(DOCUMENT EXTRACT)
Mr Dedman - Does the honorable member for Richmond (Mr. Anthony) suggest that Dr. Atcherley was employed by the Council for Scientific and Industrial Research?


Mr ANTHONY - I do not say that he was employed by that organization. I say that the Minister repudiated the suggestion of the honorable member for Reid that Dr. Atcherley was a Communist and endeavoured to prove that the honorable gentleman had made a false assertion, but finally evidence was produced which showed that Dr. Atcherley was acting, under the very nose of the Government, as the secretary of the Canberra branch of the Communist party. In those circumstances, what confidence can we repose in statements by honorable gentlemen opposite that the Government is protecting the community against the infiltration of Communists into government departments?

The committee is considering the proposed vote for the Department of Trans port. That department is supposed to be engaged upon the standardization of railway gauges in Australia. I think that a sum of £200,000,000 was appropriated for that purpose four or five years ago. Not long ago, I asked the Minister for Transport (Mr. Ward) how many miles of railway line had been unified since the glorious plan of the Government was unfolded to the Parliament, and I was told that not one mile of railway line had then been unified. 1 sincerely hope that there is a much better fate in store for the Snowy Mountains scheme, which, on the eve of a general election, is being greatly publicized. It seems that man proposes, but that God, in His wisdom, disposes.

(TO BE DONE)
a) Shorten the paragraph of the debate excerpt that begins "The committee is considering" into a brief list that keeps its main facts.
b) Write out the part of the debate excerpt starting at "Mr ANTHONY - I" and ending at "into government departments?", word for word.
Rely on the debate excerpt above and nothing else.

(RECORD EXCERPTS)

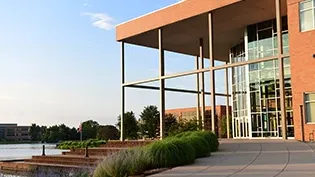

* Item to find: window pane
[305,93,315,101]
[305,103,315,123]
[300,0,313,11]
[300,9,314,31]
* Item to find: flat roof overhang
[116,0,287,61]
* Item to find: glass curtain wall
[230,43,249,138]
[231,17,294,138]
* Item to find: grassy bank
[94,131,219,177]
[57,139,106,149]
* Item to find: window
[300,0,315,31]
[304,93,315,123]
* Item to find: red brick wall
[287,0,315,141]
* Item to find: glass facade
[231,17,294,138]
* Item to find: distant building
[0,124,31,141]
[165,105,232,136]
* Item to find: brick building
[116,0,315,141]
[0,124,30,141]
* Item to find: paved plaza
[154,140,315,177]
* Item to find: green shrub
[191,131,219,152]
[93,148,150,177]
[181,135,211,158]
[147,138,196,168]
[175,131,193,138]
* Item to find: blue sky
[0,0,224,126]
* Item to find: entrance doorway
[233,117,249,139]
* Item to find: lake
[0,144,65,161]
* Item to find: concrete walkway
[154,140,315,177]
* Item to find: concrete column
[159,29,165,139]
[208,12,216,132]
[275,0,287,140]
[225,62,230,139]
[199,38,206,130]
[120,42,125,141]
[196,56,200,127]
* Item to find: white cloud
[82,12,114,30]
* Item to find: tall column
[159,29,165,139]
[225,62,230,139]
[196,56,200,128]
[120,42,125,141]
[208,12,216,132]
[199,38,206,130]
[275,0,287,140]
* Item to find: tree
[96,125,119,141]
[165,114,179,136]
[140,105,160,138]
[116,111,139,139]
[82,120,99,140]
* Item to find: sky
[0,0,225,126]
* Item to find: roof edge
[115,0,186,27]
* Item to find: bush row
[94,131,219,177]
[57,139,106,149]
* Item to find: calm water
[0,144,64,161]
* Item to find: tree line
[30,105,198,143]
[30,120,119,143]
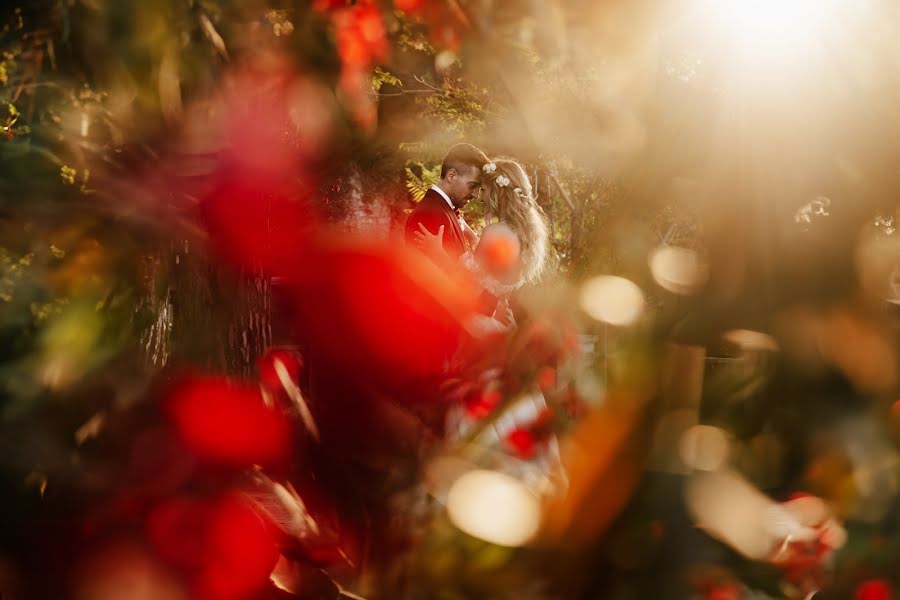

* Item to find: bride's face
[447,167,481,208]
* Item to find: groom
[406,144,488,261]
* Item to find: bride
[416,158,547,331]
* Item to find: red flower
[853,579,891,600]
[167,377,291,467]
[506,427,535,458]
[466,390,500,419]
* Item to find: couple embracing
[406,144,547,333]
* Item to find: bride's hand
[413,223,444,256]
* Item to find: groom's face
[447,167,481,208]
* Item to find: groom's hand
[413,223,444,255]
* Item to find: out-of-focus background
[0,0,900,600]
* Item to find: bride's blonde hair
[484,157,547,281]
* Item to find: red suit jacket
[406,189,466,260]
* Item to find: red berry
[853,579,891,600]
[506,428,535,458]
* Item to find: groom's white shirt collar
[431,185,456,210]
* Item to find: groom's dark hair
[441,143,488,179]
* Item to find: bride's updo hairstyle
[482,157,547,281]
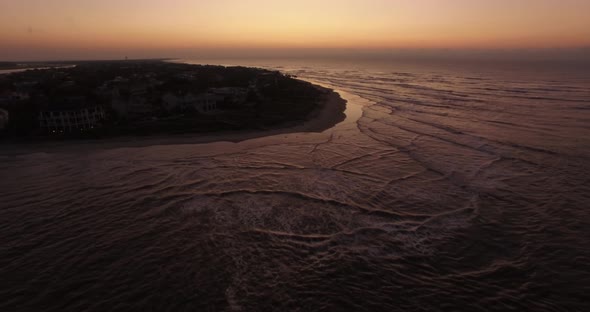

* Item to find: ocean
[0,59,590,312]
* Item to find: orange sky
[0,0,590,59]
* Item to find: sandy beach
[0,85,346,154]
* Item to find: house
[38,96,105,133]
[209,87,248,106]
[162,92,224,113]
[39,106,105,133]
[0,108,10,130]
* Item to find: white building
[39,106,105,133]
[162,93,224,113]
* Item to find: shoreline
[0,84,347,154]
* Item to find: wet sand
[0,85,346,154]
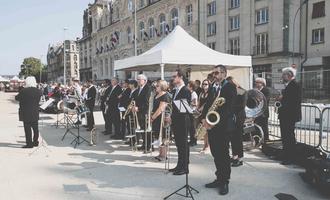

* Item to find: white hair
[282,67,297,77]
[25,76,37,88]
[137,74,148,81]
[255,77,266,86]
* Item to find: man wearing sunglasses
[169,70,191,175]
[201,65,237,195]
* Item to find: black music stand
[62,111,88,148]
[164,99,199,200]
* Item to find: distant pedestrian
[15,76,42,148]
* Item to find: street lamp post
[63,27,68,85]
[292,0,308,66]
[39,55,43,83]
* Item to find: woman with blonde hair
[151,80,171,161]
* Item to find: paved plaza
[0,92,327,200]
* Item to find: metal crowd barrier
[268,104,330,149]
[321,107,330,153]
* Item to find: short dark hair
[214,65,227,74]
[104,79,111,84]
[128,79,138,87]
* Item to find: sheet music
[173,99,193,114]
[40,99,55,110]
[118,107,126,112]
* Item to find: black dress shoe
[281,160,292,165]
[33,141,39,147]
[231,159,243,167]
[205,179,220,188]
[168,167,178,172]
[22,145,33,149]
[219,183,229,195]
[173,169,189,176]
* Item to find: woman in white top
[188,81,198,146]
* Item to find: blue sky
[0,0,94,75]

(ANSWERS TO THE PROBLEMS)
a)
- The committee is considering the proposed vote for the Department of Transport.
- That department is supposed to be standardizing Australia's railway gauges.
- The speaker thinks about £200,000,000 was set aside for this four or five years ago.
- When he recently asked the Minister for Transport (Mr. Ward) how many miles of line had been unified, he was told not one.
- He hopes the Snowy Mountains scheme, heavily publicized on the eve of a general election, fares better.
- He ends by saying that man proposes, but God disposes.

b)
Mr ANTHONY - I do not say that he was employed by that organization. I say that the Minister repudiated the suggestion of the honorable member for Reid that Dr. Atcherley was a Communist and endeavoured to prove that the honorable gentleman had made a false assertion, but finally evidence was produced which showed that Dr. Atcherley was acting, under the very nose of the Government, as the secretary of the Canberra branch of the Communist party. In those circumstances, what confidence can we repose in statements by honorable gentlemen opposite that the Government is protecting the community against the infiltration of Communists into government departments?